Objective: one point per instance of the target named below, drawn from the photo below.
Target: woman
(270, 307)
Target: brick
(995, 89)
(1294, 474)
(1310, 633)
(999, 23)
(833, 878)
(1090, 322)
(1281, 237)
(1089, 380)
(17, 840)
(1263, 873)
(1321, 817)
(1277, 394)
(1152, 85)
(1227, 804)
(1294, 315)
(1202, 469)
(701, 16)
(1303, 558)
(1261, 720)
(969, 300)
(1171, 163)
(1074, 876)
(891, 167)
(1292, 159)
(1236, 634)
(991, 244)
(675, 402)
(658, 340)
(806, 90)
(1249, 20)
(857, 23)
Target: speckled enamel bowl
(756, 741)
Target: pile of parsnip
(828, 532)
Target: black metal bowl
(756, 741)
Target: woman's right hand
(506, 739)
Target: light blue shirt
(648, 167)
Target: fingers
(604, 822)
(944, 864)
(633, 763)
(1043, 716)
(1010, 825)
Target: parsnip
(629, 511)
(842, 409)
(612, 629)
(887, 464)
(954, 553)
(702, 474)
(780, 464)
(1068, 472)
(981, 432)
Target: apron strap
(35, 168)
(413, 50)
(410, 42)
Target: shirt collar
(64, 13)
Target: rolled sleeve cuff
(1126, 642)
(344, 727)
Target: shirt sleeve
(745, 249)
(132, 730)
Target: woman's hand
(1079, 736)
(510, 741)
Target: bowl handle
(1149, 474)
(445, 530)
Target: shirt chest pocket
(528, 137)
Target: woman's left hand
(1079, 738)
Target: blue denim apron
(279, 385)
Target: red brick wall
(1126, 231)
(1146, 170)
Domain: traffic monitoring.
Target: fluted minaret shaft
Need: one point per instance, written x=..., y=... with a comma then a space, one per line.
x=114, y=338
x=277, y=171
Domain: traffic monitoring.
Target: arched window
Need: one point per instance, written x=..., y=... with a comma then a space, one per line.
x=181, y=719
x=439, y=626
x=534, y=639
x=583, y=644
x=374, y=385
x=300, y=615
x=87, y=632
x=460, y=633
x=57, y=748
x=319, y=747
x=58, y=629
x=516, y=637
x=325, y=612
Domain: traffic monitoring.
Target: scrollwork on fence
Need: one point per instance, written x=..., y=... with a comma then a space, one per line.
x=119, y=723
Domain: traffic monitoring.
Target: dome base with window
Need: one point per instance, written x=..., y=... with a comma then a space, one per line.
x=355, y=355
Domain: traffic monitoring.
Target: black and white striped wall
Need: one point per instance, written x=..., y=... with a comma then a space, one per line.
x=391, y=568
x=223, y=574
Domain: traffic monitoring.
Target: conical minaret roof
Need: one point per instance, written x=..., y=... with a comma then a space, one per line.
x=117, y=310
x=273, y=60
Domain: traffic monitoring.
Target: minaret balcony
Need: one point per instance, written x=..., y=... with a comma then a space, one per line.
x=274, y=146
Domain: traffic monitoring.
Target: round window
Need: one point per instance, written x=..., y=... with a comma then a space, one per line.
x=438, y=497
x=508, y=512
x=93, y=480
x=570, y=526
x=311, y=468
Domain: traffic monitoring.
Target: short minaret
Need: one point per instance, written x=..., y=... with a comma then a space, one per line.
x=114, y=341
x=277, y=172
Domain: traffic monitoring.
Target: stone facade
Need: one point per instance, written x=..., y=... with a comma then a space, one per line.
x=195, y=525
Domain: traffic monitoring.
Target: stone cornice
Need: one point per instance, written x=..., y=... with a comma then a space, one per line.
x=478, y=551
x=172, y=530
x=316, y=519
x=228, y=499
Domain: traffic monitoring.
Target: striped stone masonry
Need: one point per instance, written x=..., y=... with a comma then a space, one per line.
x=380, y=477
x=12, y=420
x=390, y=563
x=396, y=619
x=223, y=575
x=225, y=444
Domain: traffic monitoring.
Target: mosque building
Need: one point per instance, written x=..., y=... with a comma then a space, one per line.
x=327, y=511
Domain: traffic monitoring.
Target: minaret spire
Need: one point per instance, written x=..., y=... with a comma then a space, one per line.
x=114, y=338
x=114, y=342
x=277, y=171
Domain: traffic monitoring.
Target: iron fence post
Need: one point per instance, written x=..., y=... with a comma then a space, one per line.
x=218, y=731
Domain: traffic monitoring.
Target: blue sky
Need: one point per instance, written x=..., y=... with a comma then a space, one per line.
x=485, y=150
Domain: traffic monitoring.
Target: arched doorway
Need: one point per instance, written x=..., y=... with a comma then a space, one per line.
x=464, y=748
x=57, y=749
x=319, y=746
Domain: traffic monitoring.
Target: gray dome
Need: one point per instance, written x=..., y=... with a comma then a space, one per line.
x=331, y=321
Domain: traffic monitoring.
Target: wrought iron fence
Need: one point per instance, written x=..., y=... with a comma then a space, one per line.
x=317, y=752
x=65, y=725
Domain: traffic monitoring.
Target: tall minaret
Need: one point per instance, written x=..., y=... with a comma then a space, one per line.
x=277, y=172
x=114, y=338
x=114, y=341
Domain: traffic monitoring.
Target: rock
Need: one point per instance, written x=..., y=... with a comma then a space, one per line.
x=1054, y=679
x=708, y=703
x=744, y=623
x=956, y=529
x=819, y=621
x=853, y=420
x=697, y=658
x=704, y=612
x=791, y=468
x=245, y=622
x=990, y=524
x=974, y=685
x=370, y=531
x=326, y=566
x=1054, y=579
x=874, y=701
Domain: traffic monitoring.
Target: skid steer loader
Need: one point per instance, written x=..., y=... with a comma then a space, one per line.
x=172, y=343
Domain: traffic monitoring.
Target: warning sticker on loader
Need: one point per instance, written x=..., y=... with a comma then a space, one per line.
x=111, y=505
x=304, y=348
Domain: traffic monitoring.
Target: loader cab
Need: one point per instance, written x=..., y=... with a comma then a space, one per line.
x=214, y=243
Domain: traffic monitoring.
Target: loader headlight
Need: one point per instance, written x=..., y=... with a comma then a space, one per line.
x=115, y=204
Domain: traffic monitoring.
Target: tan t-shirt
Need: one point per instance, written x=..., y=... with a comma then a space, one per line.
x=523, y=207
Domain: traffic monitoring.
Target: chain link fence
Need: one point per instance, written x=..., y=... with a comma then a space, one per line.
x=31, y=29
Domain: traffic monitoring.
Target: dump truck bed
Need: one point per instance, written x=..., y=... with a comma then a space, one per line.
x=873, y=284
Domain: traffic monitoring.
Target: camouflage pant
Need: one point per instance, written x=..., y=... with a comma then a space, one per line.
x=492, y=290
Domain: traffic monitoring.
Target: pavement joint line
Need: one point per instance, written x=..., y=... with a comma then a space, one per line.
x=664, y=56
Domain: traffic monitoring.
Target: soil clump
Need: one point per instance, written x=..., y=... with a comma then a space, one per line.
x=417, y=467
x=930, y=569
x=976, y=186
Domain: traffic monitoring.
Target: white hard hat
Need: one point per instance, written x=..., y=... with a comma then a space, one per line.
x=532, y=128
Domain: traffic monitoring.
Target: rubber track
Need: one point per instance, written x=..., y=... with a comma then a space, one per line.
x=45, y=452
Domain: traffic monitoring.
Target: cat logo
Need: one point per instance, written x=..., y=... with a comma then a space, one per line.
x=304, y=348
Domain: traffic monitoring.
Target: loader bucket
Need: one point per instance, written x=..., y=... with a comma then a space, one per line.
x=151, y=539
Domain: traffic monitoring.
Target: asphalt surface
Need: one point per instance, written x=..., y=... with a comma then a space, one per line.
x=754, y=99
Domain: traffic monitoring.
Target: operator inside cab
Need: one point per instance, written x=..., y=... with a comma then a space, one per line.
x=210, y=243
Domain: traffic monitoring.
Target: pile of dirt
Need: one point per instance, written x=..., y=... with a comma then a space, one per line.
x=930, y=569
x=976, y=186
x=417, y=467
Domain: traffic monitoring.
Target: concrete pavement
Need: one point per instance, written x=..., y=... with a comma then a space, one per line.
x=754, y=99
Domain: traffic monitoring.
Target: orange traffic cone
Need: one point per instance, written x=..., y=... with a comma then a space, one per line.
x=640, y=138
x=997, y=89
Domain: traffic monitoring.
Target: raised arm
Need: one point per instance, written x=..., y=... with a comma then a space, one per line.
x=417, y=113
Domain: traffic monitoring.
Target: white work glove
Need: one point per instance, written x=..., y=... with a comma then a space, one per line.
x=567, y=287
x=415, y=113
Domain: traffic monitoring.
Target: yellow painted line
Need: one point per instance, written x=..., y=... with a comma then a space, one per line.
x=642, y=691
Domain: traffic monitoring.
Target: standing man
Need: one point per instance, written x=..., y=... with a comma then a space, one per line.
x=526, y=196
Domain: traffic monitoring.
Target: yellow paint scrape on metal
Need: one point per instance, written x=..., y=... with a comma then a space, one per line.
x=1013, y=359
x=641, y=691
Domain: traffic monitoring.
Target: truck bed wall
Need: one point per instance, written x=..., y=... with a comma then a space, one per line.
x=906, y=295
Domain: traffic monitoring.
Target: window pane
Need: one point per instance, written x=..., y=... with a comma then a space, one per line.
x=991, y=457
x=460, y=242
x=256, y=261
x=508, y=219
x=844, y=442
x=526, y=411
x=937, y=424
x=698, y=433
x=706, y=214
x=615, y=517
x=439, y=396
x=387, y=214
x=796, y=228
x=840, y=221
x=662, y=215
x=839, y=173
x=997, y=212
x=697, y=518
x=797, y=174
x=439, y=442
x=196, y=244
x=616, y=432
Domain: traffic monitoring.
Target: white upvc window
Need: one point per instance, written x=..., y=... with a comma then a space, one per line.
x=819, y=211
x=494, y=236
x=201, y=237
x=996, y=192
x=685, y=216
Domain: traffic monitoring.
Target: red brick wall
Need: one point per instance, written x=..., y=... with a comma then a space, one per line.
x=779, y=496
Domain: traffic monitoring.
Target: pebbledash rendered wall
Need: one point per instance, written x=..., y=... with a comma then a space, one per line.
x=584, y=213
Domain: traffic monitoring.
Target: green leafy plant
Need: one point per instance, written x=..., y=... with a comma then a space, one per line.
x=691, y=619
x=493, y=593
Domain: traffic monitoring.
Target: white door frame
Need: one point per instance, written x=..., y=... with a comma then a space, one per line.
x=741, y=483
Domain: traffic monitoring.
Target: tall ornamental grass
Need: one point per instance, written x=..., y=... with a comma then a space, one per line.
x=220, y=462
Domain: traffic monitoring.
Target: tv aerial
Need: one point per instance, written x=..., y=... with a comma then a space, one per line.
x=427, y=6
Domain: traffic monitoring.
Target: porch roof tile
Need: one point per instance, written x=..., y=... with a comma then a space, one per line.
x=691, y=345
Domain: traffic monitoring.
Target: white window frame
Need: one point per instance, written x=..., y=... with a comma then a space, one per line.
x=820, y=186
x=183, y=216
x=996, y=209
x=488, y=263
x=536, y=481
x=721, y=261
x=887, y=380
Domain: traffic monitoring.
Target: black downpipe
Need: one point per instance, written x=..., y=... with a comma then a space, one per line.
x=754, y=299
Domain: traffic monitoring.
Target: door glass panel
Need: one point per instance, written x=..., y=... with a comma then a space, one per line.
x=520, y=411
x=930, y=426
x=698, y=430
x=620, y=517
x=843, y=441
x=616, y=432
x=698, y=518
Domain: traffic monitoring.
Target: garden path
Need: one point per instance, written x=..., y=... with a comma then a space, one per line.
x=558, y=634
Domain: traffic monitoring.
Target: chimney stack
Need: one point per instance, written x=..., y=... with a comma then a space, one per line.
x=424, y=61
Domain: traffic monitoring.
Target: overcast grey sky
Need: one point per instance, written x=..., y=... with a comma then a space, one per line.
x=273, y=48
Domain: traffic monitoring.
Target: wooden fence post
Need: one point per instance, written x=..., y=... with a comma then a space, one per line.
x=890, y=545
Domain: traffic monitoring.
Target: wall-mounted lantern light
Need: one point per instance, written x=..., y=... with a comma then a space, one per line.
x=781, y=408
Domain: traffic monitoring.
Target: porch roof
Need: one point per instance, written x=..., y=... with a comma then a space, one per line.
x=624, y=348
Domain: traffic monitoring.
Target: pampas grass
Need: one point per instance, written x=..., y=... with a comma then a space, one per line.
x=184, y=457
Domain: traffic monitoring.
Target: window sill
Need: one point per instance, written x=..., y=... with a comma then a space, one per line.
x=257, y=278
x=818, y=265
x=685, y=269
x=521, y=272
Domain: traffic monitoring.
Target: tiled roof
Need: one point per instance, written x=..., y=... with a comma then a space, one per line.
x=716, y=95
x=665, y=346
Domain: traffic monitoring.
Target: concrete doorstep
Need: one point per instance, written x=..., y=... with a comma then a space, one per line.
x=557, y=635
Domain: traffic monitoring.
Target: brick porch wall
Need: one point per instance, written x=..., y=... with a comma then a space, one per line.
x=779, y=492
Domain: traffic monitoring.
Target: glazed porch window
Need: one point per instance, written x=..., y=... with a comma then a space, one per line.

__TASK DIRECTIONS__. Copy out the material above, from the line containing "Target: woman's left hand" through the line containing "x=355, y=355", both included, with "traffic monitoring" changed to "road monitoring" and everything else left the same.

__TASK RESPONSE__.
Target: woman's left hand
(1079, 738)
Target: blue denim apron
(279, 385)
Target: red brick wall
(1126, 231)
(1146, 170)
Domain: road monitoring.
Target: fluted minaret shaft
Need: one point per instance, written x=..., y=... with a comma then a space, one per line.
x=114, y=338
x=277, y=171
Domain: road monitoring.
Target: arched window
Need: one point per instance, written x=..., y=... with a comma then a space, one per line.
x=181, y=719
x=439, y=626
x=534, y=639
x=583, y=644
x=374, y=385
x=300, y=615
x=87, y=632
x=460, y=633
x=57, y=748
x=319, y=747
x=58, y=629
x=516, y=637
x=325, y=612
Domain: road monitoring.
Target: scrollwork on fence
Need: one point per instance, written x=..., y=... with a comma then a space, one per line.
x=119, y=723
Domain: road monitoring.
Target: dome base with window
Need: one point per instance, written x=..., y=... with a comma then a space, one per line.
x=355, y=355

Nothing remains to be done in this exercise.